PARTS OF THE EXERCISE »
A - In the NumPy tutorial excerpt, which symbol is a shorthand for matrix multiplication?
B - Write the next passage of the NumPy tutorial excerpt, beginning after its final sentence.

TEXT EXCERPT »
We can also sum all elements of an array. As we have shown for taking the mean, this operation can also be applied along an axis.
Likewise, we can also perform a cumulative sum.

In [None]:

total_sum = np.sum(array)
print("Sum of all elements:", total_sum)

row_sum = array.sum(axis = 1)
print("Row sum:", row_sum)

# Cumulative sum of elements
cumulative_sum = np.cumsum(array)
print("Cumulative sum of elements:", cumulative_sum)



## Bonus: Linear Algebra

All of the above operations are already pretty useful. In a lot of scientific computing and data analysis, linear algebra occurs every now and then.
So, NumPy of course also supports linear algebra operations, some of which need to be accessed via its `linalg` submoduleÂ¹. This encompasses for instance matrix multiplication, eigendecomposition, singular value decomposition, and many more. Principal components analysis a dimensionality reduction method some of you might have already encountered, is for instance based on either singular value decomposition or eigendecomposition.

Linear algebra is the work horse of statistics and dynamical systems, so you might encounter it sooner or later in the wild.


| **Category**                        | **Operation**                     | **Function/Method**                                  | **Description**                                   |
|-------------------------------------|-----------------------------------|-----------------------------------------------------|---------------------------------------------------|
| **Linear Algebra Operations**       | Dot Product                       | `np.dot(array, other)`, `array.dot(other)`          | Computes the dot product for 1D, 2D, and higher-dimensional arrays. |
|                                     | Matrix Inverse                    | `np.linalg.inv(array)`                              | Finds the inverse of a square matrix.             |
|                                     | Eigenvalues and Eigenvectors      | `np.linalg.eig(array)`                              | Computes eigenvalues and eigenvectors.            |
|                                     | Singular Value Decomposition (SVD)| `np.linalg.svd(array)`                              | Computes the singular value decomposition of a matrix. |
|                                     | Determinant                       | `np.linalg.det(array)`                              | Computes the determinant of a matrix.             |
|                                     | Matrix Rank                       | `np.linalg.matrix_rank(array)`                      | Finds the rank of a matrix.                       |
| **Matrix Products** | Matrix Multiplication          | `array @ other`, `np.matmul(array, other)`          | Performs matrix multiplication (like linear algebra). |
|                                     | Element-wise Multiplication       | `array * other`                                     | Multiplies corresponding elements of arrays.      |



We won't delve into details here, but just mention it. I'd also like to mention that there is a convenient short-hand for matrix multiplication in NumPy, namely using the `@` symbol, so that `matrix_a @ matrix_b` is the matrix product of those two matrices. The usual asterisk `*` implements the element-wise or Hadamard product, `matrix_c = matrix_a * matrix_b`, where `matrix_c[i,j] = matrix_a[i,j] * matrix_b[i,j]`).

DATASET »
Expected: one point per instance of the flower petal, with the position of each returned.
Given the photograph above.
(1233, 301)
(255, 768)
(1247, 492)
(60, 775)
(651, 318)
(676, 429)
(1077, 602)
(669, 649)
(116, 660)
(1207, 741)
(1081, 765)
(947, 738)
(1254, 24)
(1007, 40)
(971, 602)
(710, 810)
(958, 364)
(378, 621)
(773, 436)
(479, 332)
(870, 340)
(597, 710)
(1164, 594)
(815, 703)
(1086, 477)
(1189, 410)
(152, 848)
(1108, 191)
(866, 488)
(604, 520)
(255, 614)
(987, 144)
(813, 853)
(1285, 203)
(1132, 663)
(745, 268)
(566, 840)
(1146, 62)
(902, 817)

RESULTS BY TASK »
A - The `@` symbol.

B -
Old code might use the specialised `matrix` object of NumPy. Don't. It's obsolete. Use normal arrays.

Â¹ _on a personal note, I prefer scipy's linalg for some applications, though. By and large, they are very similar, though._

## Summary and Outlook

In this notebook, we discussed a variety of mathematical operations for NumPy arrays. We have seen that NumPy arrays support the regular arithemtic operations element-wise for compatible arrays, and that likewise multiplication by a scalar (i.e., just a single number) multiplies each element of the array by that scalar. We have also seen that there are multiple mathematical operations that can be performed on single arrays, e.g. to get the mean, find the maximum, or to sort values.
In the next notebook, we will have another look at masking arrays, and combining different arrays into a new array. We will also learn how to append elements to existing arrays.